» Task brief: Throughout the listing below, show every line in which "ceiling" occurs.

━━━ Task material

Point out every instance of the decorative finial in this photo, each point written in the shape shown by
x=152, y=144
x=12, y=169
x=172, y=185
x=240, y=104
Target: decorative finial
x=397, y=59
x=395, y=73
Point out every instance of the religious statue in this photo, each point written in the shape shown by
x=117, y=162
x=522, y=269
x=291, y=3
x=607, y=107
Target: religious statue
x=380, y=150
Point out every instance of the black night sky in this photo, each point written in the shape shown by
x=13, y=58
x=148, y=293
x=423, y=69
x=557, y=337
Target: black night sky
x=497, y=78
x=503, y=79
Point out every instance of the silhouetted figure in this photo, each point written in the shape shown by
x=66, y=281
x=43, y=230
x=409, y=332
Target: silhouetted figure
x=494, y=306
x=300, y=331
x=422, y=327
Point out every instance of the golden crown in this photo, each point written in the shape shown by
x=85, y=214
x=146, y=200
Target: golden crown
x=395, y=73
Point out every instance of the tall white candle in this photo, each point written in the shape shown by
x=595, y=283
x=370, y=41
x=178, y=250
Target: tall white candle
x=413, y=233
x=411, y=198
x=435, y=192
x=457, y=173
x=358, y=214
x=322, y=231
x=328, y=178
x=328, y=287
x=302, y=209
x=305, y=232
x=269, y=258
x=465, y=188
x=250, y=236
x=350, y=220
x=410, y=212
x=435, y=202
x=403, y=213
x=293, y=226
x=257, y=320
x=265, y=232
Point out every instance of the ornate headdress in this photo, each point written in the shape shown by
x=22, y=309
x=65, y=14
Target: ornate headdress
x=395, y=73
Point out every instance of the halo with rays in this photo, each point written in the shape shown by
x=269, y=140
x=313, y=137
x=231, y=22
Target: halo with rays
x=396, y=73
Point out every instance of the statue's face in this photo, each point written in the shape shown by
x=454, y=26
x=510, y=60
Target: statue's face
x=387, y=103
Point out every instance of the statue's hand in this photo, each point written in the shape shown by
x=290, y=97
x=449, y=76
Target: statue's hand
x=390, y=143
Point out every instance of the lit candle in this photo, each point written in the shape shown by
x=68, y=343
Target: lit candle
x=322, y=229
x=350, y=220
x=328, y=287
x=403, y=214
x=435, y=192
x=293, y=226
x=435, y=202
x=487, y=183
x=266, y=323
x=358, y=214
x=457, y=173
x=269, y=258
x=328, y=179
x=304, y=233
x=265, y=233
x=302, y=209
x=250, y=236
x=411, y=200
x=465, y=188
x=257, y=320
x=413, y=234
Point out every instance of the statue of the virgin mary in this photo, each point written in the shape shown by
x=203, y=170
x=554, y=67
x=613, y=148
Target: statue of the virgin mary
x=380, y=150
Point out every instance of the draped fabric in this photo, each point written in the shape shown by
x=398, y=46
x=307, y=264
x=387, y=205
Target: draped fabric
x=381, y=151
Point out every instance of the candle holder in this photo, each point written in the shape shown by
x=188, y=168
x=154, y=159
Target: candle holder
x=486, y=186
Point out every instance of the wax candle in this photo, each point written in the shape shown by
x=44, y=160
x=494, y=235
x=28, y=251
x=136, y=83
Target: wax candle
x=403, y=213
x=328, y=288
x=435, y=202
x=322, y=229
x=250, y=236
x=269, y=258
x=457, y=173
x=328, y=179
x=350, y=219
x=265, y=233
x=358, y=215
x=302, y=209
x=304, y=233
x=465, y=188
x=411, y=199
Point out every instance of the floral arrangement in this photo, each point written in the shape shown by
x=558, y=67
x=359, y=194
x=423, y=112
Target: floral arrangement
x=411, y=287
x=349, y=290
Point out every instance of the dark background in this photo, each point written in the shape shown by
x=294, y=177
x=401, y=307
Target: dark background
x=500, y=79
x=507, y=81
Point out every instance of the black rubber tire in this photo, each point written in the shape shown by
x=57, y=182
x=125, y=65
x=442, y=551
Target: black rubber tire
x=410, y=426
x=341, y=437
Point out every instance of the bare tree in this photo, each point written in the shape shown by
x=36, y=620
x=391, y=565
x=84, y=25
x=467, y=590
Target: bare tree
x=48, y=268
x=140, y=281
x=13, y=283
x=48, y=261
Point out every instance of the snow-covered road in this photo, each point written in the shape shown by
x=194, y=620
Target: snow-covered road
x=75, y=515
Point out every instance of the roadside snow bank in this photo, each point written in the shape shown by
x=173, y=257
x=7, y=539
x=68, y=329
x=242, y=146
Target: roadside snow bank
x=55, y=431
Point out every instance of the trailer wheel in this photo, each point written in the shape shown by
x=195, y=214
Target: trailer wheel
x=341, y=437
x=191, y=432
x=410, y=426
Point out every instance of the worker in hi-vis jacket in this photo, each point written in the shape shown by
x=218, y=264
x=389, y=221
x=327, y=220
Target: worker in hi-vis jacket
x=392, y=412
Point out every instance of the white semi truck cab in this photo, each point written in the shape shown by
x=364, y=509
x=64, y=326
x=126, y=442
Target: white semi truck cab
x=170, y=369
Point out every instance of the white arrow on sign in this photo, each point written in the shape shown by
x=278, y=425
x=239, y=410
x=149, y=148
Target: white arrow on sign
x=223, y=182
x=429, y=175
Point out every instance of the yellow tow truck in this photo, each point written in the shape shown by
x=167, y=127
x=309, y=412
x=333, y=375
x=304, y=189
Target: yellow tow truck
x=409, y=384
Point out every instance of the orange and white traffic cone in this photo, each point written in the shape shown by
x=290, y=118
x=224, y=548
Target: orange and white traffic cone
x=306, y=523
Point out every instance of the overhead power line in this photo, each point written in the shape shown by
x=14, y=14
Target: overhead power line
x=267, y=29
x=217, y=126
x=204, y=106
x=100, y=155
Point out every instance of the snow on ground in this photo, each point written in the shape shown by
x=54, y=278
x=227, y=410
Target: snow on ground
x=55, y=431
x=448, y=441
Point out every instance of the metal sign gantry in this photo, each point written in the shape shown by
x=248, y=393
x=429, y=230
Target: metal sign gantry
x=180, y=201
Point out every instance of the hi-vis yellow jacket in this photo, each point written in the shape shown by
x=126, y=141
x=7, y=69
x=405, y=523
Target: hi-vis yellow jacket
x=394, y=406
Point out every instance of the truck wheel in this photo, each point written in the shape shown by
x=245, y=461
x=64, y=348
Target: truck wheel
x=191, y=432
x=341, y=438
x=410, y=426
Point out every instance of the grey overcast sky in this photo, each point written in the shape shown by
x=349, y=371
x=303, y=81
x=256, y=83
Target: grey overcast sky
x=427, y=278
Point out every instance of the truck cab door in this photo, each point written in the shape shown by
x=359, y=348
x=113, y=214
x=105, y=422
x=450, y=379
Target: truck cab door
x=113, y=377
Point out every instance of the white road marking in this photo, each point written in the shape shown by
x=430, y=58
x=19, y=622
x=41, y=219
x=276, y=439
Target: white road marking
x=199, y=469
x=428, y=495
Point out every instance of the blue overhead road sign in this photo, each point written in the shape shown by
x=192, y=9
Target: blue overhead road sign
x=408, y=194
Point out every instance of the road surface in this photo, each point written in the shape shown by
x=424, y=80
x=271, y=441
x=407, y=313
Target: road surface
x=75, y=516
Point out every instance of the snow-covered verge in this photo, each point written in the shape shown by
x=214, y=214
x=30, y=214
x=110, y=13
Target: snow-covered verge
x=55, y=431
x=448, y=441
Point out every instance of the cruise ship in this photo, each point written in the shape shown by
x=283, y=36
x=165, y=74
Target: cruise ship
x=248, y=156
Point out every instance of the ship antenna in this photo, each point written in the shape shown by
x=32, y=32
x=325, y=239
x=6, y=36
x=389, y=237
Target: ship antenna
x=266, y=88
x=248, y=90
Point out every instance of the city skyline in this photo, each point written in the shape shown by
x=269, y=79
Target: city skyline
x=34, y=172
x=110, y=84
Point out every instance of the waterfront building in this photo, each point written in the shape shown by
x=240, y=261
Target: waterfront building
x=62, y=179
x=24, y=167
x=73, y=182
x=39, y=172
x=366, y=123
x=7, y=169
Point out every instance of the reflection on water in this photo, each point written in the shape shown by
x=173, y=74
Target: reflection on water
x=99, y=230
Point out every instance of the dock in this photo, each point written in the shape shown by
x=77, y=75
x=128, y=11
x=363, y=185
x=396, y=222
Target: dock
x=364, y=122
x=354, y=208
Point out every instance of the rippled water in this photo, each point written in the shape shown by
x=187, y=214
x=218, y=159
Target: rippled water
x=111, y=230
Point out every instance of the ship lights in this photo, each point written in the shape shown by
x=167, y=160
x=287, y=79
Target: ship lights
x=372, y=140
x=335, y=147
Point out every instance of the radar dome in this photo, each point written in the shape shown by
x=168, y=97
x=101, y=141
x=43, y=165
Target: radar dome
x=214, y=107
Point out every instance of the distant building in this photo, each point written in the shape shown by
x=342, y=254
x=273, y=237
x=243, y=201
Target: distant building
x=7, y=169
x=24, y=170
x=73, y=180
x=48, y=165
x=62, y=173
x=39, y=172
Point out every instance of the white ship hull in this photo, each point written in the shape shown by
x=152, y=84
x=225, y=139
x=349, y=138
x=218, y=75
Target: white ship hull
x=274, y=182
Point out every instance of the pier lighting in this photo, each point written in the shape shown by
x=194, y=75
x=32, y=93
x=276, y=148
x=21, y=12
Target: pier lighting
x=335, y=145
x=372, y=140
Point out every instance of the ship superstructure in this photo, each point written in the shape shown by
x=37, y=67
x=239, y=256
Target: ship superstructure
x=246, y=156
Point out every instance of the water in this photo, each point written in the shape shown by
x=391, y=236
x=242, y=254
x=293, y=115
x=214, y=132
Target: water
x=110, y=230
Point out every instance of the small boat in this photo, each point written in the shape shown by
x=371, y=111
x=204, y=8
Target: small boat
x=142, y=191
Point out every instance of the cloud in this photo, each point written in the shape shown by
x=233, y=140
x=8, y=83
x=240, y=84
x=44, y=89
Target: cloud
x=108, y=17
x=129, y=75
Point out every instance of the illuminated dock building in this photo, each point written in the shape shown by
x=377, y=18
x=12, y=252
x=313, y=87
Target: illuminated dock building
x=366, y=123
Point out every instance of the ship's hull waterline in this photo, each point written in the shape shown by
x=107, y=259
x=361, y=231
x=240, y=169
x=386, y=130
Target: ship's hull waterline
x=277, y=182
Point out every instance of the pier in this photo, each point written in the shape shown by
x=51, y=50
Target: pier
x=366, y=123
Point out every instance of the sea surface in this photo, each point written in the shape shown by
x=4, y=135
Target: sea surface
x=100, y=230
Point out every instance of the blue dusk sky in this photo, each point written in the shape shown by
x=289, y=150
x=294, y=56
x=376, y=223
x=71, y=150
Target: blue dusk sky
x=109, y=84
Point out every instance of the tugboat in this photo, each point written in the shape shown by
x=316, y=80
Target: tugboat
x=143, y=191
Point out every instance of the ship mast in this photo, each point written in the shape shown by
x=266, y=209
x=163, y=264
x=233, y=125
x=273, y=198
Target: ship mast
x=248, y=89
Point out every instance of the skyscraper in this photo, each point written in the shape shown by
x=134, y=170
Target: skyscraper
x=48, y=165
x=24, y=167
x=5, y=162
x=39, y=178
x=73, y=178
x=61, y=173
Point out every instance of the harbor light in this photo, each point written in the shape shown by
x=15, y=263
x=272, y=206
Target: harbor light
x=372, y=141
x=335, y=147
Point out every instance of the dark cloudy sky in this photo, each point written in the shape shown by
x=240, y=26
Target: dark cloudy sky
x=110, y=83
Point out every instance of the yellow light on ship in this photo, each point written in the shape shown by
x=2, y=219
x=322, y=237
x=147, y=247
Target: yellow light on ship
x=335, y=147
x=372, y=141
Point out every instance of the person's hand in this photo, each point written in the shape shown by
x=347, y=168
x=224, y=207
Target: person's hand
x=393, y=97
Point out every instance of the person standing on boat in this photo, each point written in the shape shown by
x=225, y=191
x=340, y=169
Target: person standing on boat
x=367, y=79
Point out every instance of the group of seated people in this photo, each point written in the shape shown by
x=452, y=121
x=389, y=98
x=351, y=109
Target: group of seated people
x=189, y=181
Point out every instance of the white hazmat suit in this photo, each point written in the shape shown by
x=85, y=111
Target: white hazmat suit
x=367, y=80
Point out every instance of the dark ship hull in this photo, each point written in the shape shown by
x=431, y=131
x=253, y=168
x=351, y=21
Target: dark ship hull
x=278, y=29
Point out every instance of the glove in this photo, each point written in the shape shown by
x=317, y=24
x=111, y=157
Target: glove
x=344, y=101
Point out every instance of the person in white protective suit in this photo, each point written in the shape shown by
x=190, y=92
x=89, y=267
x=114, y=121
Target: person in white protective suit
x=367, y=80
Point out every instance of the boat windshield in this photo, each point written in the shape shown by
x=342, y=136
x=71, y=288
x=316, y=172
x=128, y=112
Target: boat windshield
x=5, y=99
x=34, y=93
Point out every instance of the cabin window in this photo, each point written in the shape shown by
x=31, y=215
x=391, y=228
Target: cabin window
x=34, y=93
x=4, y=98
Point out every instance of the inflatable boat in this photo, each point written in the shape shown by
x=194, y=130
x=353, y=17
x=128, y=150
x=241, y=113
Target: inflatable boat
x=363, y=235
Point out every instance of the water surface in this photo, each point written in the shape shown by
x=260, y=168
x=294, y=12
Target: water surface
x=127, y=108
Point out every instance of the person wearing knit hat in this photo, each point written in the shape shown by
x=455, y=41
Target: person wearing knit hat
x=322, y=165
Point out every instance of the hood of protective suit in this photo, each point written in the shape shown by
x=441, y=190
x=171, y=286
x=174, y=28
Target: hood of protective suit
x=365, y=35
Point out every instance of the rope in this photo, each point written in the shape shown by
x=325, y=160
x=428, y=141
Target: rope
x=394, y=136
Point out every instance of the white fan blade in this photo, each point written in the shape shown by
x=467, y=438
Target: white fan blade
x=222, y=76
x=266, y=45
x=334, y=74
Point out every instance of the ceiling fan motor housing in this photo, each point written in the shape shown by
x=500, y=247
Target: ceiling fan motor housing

━━━━━━

» Final answer:
Point out every instance of the ceiling fan motor housing in this photo, each point written in the shape shown by
Target: ceiling fan motor housing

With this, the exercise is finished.